Referring expression data
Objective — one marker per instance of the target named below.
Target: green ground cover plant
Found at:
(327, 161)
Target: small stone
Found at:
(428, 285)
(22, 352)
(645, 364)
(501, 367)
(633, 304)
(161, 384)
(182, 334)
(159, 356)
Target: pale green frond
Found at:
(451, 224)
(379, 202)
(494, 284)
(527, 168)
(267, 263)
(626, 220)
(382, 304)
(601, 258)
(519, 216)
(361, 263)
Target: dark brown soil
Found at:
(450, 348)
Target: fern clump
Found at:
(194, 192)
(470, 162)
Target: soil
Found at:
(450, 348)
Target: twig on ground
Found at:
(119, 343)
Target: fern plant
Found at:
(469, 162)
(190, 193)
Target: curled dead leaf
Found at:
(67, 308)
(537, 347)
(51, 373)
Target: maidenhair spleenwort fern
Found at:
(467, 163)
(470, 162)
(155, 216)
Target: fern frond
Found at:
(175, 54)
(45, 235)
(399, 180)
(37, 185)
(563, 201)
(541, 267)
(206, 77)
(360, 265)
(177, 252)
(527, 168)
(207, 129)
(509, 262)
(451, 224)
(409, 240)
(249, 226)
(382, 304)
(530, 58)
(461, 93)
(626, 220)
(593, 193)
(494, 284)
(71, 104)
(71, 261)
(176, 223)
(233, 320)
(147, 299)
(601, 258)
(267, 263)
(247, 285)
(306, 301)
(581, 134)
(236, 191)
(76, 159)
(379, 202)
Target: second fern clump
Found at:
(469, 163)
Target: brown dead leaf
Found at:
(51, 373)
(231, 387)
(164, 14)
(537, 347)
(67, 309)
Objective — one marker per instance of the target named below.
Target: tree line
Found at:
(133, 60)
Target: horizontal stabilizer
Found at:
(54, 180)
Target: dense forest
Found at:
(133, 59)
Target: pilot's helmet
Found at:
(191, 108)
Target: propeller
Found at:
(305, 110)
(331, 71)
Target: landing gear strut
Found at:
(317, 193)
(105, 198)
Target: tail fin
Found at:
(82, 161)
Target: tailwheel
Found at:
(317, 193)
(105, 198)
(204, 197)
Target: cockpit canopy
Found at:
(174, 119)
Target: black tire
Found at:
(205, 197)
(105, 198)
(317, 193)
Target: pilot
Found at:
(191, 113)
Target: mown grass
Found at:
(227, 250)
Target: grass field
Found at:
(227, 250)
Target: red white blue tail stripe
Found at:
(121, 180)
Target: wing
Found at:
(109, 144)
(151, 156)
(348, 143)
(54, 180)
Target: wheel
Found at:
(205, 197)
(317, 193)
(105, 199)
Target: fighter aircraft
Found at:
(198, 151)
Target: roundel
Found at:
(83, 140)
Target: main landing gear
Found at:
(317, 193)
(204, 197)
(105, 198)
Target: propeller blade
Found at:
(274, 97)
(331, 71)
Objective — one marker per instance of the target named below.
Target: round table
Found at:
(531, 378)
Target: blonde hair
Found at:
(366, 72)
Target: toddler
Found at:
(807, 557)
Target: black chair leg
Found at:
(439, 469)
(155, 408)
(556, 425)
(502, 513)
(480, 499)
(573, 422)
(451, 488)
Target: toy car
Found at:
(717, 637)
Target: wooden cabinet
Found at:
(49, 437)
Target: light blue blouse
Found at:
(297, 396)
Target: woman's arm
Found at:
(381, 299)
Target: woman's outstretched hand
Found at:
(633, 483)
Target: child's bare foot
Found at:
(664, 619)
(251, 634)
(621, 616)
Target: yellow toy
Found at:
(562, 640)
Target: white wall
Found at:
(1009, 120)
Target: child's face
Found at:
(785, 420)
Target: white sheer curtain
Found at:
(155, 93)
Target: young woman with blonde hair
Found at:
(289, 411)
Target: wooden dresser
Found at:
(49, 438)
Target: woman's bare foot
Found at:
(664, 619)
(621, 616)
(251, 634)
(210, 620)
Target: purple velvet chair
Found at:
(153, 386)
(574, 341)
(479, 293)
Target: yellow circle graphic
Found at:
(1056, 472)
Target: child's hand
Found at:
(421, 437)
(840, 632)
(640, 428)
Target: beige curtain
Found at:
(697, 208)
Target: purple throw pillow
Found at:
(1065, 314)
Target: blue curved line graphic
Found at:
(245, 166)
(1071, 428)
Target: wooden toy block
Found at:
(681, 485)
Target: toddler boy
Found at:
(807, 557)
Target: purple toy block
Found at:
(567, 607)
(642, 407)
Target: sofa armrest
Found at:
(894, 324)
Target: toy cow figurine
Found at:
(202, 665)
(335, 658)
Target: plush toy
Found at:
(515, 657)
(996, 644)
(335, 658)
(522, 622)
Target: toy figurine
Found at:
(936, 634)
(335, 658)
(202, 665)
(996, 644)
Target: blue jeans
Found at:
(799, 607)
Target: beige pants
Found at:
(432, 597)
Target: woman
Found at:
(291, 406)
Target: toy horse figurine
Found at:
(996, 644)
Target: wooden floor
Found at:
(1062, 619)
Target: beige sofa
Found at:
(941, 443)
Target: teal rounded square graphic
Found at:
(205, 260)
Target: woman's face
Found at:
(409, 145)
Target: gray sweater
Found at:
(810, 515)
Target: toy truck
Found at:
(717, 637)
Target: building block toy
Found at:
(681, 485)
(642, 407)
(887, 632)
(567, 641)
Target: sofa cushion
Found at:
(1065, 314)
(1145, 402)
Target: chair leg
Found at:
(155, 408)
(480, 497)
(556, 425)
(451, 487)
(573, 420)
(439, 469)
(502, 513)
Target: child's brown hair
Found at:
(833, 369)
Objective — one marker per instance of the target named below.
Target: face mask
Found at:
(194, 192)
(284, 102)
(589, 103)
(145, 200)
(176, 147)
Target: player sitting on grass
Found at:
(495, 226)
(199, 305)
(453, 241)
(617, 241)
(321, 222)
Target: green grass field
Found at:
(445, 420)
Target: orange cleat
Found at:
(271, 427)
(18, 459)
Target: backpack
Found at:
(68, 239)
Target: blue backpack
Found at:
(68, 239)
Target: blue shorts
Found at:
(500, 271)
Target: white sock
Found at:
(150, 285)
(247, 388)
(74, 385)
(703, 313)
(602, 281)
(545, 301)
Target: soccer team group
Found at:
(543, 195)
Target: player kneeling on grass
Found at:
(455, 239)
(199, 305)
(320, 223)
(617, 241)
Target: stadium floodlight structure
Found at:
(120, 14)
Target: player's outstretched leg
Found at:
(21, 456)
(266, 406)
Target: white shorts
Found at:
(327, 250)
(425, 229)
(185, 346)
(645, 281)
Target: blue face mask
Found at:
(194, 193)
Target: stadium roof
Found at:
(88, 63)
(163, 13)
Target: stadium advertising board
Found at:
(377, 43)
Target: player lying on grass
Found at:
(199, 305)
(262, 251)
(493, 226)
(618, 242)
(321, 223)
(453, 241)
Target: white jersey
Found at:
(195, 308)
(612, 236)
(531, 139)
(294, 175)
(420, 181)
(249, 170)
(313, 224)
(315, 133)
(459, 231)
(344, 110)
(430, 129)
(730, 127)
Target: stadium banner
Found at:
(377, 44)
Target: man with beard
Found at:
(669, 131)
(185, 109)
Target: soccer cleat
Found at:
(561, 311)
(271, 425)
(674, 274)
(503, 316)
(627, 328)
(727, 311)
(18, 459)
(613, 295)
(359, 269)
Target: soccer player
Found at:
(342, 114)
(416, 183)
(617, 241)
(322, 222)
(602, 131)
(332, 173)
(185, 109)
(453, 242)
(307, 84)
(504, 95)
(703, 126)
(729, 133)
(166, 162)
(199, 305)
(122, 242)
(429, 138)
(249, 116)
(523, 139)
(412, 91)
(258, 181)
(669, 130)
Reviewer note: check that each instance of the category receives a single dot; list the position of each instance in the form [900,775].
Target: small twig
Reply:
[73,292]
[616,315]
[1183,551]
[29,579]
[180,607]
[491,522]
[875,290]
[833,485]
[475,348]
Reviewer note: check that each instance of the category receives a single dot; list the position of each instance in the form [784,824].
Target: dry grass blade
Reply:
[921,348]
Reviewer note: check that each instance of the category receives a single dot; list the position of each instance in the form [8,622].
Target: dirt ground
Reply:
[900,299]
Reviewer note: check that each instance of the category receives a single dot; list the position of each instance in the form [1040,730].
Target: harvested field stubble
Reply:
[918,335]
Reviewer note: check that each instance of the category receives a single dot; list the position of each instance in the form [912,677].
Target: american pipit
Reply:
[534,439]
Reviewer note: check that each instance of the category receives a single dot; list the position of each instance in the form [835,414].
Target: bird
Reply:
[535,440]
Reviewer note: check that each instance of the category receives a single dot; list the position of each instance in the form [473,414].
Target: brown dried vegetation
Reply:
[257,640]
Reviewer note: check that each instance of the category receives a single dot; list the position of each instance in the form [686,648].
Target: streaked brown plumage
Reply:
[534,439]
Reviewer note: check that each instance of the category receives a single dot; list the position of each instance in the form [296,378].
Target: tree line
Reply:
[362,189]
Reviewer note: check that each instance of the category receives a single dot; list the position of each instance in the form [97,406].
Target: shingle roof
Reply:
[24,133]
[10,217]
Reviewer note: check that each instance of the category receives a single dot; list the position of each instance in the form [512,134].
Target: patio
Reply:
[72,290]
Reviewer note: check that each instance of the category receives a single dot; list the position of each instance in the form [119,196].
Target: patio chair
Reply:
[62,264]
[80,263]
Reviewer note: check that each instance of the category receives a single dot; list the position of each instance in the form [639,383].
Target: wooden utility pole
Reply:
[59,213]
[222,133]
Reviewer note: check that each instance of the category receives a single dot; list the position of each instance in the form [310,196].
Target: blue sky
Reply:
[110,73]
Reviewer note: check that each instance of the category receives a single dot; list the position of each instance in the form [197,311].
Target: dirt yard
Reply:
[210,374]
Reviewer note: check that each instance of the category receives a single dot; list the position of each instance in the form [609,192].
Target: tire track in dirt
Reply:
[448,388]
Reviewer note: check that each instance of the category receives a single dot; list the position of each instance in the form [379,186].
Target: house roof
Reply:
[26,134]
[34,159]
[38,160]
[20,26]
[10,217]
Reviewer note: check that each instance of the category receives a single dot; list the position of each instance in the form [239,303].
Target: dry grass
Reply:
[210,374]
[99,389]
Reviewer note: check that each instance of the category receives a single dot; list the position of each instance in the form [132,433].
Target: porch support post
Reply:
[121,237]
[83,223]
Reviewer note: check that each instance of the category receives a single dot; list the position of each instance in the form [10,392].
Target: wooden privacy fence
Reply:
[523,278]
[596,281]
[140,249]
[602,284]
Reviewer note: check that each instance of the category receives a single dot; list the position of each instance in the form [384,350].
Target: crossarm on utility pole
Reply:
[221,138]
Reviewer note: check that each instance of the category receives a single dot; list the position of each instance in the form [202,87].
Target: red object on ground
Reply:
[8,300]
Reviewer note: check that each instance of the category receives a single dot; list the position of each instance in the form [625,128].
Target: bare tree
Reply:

=== To do ===
Take every line above that includes the string "shorts" and return it.

=== Response area ===
Target: blue shorts
Target: white shorts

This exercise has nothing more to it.